▸ Pointing dataset excerpts
______
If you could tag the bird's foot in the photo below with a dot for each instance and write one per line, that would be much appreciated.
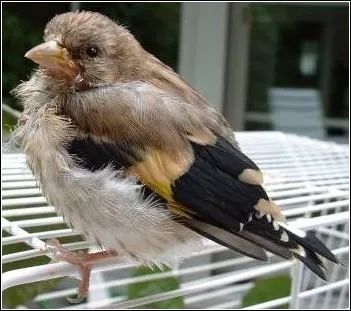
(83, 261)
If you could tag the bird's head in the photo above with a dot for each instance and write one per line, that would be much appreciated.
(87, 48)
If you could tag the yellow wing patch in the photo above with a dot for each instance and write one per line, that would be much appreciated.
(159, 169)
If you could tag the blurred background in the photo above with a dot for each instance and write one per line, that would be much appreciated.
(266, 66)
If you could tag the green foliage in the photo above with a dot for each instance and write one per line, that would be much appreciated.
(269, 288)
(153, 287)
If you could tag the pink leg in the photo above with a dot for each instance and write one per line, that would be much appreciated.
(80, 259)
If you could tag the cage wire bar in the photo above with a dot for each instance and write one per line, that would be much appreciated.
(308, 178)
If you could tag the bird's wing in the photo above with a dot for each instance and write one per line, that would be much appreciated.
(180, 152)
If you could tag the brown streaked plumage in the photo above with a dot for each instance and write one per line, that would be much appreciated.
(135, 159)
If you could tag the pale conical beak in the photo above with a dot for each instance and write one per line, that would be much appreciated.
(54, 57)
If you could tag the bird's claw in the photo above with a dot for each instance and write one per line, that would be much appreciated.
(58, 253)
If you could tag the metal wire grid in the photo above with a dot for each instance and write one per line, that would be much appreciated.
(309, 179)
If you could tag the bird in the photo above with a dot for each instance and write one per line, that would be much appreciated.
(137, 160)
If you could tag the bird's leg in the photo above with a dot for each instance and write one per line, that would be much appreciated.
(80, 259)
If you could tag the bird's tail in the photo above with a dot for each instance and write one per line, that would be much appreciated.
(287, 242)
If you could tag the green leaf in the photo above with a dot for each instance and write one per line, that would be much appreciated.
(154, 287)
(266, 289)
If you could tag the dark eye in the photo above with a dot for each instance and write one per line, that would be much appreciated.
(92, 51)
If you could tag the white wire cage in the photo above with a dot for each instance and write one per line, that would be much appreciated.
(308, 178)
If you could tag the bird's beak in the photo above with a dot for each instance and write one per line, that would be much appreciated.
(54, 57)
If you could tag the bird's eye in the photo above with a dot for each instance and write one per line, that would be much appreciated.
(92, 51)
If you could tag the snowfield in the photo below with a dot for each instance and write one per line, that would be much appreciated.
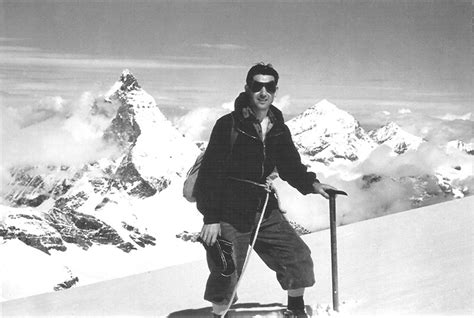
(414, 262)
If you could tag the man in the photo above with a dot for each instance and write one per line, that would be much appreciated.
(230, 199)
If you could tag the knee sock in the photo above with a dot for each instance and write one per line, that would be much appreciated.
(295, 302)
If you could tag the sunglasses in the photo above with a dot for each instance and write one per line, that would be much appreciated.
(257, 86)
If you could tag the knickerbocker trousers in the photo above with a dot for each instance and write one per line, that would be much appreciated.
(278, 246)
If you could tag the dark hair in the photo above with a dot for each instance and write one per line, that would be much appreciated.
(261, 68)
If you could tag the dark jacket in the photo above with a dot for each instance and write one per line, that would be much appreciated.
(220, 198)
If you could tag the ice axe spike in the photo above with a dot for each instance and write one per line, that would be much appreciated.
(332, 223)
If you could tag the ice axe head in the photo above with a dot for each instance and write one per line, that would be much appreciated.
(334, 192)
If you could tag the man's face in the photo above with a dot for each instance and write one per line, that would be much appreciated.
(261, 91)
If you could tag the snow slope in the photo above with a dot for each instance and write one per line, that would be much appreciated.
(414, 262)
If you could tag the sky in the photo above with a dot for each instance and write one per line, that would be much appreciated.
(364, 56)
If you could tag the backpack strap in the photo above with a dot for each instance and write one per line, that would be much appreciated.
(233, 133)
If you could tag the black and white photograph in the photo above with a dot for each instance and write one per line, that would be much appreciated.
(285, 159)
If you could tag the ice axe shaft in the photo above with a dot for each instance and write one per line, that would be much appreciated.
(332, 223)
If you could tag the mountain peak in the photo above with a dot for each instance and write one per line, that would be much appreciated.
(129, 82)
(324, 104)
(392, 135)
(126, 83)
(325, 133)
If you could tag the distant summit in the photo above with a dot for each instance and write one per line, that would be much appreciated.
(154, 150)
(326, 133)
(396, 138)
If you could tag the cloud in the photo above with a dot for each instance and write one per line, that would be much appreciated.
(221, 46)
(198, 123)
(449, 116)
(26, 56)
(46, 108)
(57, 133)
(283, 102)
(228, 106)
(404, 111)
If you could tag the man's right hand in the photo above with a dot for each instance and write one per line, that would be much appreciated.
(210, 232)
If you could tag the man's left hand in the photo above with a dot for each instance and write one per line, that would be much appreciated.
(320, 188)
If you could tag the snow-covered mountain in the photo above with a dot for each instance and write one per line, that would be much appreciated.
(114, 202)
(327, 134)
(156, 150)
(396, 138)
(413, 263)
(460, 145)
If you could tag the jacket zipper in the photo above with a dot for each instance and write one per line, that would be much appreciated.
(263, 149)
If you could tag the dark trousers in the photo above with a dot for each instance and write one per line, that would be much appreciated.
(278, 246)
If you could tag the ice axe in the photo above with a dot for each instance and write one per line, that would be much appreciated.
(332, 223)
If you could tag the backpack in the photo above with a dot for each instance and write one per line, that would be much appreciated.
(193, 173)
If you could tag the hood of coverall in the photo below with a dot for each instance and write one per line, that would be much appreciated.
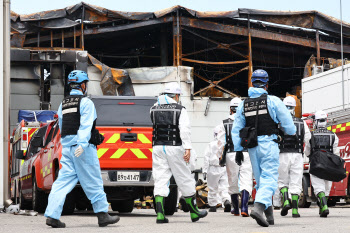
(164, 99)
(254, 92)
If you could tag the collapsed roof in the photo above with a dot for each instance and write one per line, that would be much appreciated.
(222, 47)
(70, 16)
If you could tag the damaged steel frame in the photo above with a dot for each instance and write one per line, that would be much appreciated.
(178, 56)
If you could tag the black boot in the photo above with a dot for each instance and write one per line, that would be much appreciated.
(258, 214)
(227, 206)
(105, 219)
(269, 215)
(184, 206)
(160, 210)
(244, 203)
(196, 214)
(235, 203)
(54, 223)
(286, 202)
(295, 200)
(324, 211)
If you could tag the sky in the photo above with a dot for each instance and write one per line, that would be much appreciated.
______
▸ What the exercise asks
Repeat all of the rows above verbatim, omitting the pictures.

▸ Finished task
If you could tag the bird's foot in the photo below with a dot for each instance and write one per line, that would be much appreciated.
(83, 261)
If you could tag the bird's head in the photo above with a dot for each instance and write one per line, that would be much appreciated.
(87, 48)
If you could tag the yellow wing patch in the photo above with a dot for each instance and write one per line, that would be much appreciated.
(159, 169)
If you could tag the blurred background in the photo above with a dot for each instance and write one per line, that would be much appreciated.
(266, 66)
If you could tag the green foliage in the photo above with a dot for each instance and write one per line, that would be much appreciated.
(269, 288)
(153, 287)
If you could tag the pink leg in the photo above with a dot for each instance and write one per line, that would be much appreciated.
(80, 259)
If you could tag the cage wire bar in the photo above with a dot for each instance and write one per line, that would be much appreciated.
(308, 178)
If you could tag the bird's wing in the photo above with a dot for each instance and write one per line, that would be much appreciated.
(180, 152)
If you could tag the brown streaked plumage in the photo above with a dot for each instance and write one per line, that would be much appreciated.
(135, 159)
If you could tag the pale conical beak in the photo above with a dot for each instance and write one per line, that would be much appreciated.
(54, 57)
If you could tag the bird's claw in the photo above with a dot for each instance and write one per line, that would be much appreciated.
(58, 253)
If you could tag the metal wire grid in the photo above with a dot for each instance and write one per line, that would be much appreciated.
(309, 179)
If you could tag the bird in the photo above with a dot for each instance and write one per line, that would be much appreciated.
(137, 160)
If you could tag the bird's leg in the photo above with a dot for each instance and write one per line, that would be much appreciated.
(80, 259)
If you could tag the bird's tail in the photo above with a dot for each instance and write one per line, that would be much appreciated.
(287, 242)
If you could tag the green leaf in the photo above with a dot for each instance and write one per line, that would be much appreciated.
(154, 287)
(266, 289)
If you could tag the dark eye in the photo above with a dot for each instance and write one per line, that would be much appreciated.
(92, 51)
If you could tag the white wire cage in the photo above with a dot for each instance and write one per line, that would be much appreciated.
(308, 178)
If you could tag the bird's beak in the photo above with a dot for each instance and write one per line, that would be much appreciated.
(54, 57)
If you could tag the bird's eye in the photo above with a dot for each instance and write one per line, that would be much appreciated.
(92, 51)
If you could tag the snowfield in the photo below with a dot for each instance and write one per line, that would be much appreciated.
(414, 262)
If you could tag the man in the photo above with a dot for each instance and write one per line, that would be much appreciated.
(230, 199)
If you could tag the knee sock in the photo above with a dot for each instance and write one per line, that would be much appreciated.
(295, 302)
If you could tag the sunglasses in the photo above with a dot for each instance and write one per line, that would be much appreciated.
(257, 86)
If you could tag the knickerbocker trousers in the photo above with a dot for each instance and write one per line, that would be much appreciated.
(278, 246)
If you could tag the dark hair in the photo above with a dot for each instance and write one per line, that would be much appreciated.
(261, 68)
If you could tag the dark jacket in the photo above with a dot for each instance and write one per line, that would be much appreciated.
(220, 198)
If you could tag the ice axe spike in the photo above with a dot for each instance and write one per line, that would be much appreciated.
(332, 223)
If you could tag the ice axe head in the photo above with a dot for each instance and write one per line, that would be much appreciated.
(334, 192)
If you could tag the man's face in the photo above with a dot for each instance and write one per line, that would be much appreciated.
(261, 91)
If you could tag the snow slope in the photo above with a dot for each instance and write one per line, that would be much appreciated.
(414, 262)
If you could tag the sky in the photo above with a dot for each instance and write one per line, that would be much appreciated.
(364, 56)
If you could tag the backpack strap in the photo above with a dot for each instance and write one per line, that would be much appreciated.
(233, 133)
If you could tag the black and white photograph in the photo above with a dot for each instance and write one per line, that would be much appreciated.
(285, 159)
If you could tag the ice axe shaft in the photo above with a dot for each instance and write one per line, that would be much appreciated.
(332, 223)
If you could tag the mountain peak in the photo above with a dot for each instance and write one per line, that would be much appreciated.
(129, 82)
(324, 104)
(392, 135)
(126, 83)
(325, 133)
If you could tag the distant summit in the photo above with a dot for each instance and write one per line, that would be much appreciated.
(154, 150)
(326, 133)
(396, 138)
If you could tag the cloud in the photo above with a dot for each instance and write one per line, that would be much appreciated.
(221, 46)
(198, 123)
(449, 116)
(26, 56)
(46, 108)
(57, 133)
(283, 102)
(228, 106)
(404, 111)
If you could tag the man's right hand in the photo above with a dot for each instance and write one per line, that would be much appreciated.
(210, 232)
If you could tag the man's left hand in the photo above with a dot for each instance and write one per line, that would be much appreciated.
(320, 188)
If you could tag the snow-covered mountain in the photo above with a dot for each instance and write one per line, that would be much appreciated.
(114, 202)
(327, 134)
(156, 150)
(396, 138)
(413, 263)
(460, 145)
If you could tag the jacket zipper in the photo above with a dot for each instance and write one per line, that would be much appreciated.
(263, 149)
If you could tag the dark trousers in the photo above with a dot for each instance and write one per line, that would be much appreciated.
(278, 246)
If you could tag the ice axe in the photo above with a dot for each instance and write one per line, that would be much appreciated.
(332, 223)
If you could tag the backpack in the photo above with a dot for each instance and write one per line, that would be much appreciated.
(193, 173)
If you could tag the hood of coverall in the photo below with a dot for each instance and write one per line, that would be much appreciated.
(164, 99)
(254, 92)
If you could tag the collapsed roof in the photo above with a dot for each instance and write one per line, that would be much appreciated.
(222, 47)
(70, 16)
If you could tag the damaged steel frame in the photo above with a dot for each instance and write one per line, that would be much appreciated.
(178, 56)
If you could tag the black boot in the photo above with a dot for each instance and write one per line, that would be much appreciated.
(258, 214)
(227, 206)
(105, 219)
(269, 215)
(184, 206)
(160, 210)
(244, 203)
(196, 214)
(235, 203)
(54, 223)
(286, 202)
(295, 200)
(324, 211)
If you could tag the sky in the photo above with a dot for each instance and write one per line, that would be much appreciated.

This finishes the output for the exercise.